● Exercise description: Would you return every entry, exactly as it is written?

Referring expression pointing data

# # # # #

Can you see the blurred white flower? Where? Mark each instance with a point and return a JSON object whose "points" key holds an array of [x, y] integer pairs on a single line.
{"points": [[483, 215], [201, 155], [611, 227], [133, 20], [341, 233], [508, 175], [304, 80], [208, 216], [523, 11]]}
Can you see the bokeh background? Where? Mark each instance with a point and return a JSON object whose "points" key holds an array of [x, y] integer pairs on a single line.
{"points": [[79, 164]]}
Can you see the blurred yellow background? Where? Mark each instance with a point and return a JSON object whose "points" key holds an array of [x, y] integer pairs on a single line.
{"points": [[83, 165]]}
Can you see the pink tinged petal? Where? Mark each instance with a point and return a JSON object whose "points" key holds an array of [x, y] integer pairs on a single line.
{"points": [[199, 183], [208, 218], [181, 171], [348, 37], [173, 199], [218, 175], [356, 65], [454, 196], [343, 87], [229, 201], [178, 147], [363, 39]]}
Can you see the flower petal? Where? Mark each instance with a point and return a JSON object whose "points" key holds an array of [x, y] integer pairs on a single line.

# # # # #

● Written response:
Can you see the blurred white flower? Where? Mark each instance with a point and return a JSON object whose "points" key holds an array of [x, y] integer pairs on a single line.
{"points": [[483, 215], [201, 155], [611, 227], [133, 20], [341, 233], [508, 175], [304, 80], [208, 216], [523, 11]]}
Can you see the bokeh background? Where? Mark each instance with a point and return a JSON object whose "points" key holds an array of [x, y] integer pairs on a single line.
{"points": [[79, 164]]}
Can you see the blurred yellow background? Where? Mark each instance with a point and return a JSON object whose "points" key holds an array of [x, y] integer pairs on a single line.
{"points": [[83, 165]]}
Can you see the pink tinged petal? Where? Mark each instance with a point and return a JSON object whose "points" key holds an array of [x, y] integer pairs on a single line.
{"points": [[199, 183], [208, 218], [181, 171], [348, 37], [173, 199], [218, 175], [356, 65], [454, 196], [343, 87], [229, 201], [178, 147], [363, 39]]}
Can you see the flower petal? Where? Mark each instance with a point and return a JSON object whose "points" key holds an array of [x, y] integer pairs on a single line.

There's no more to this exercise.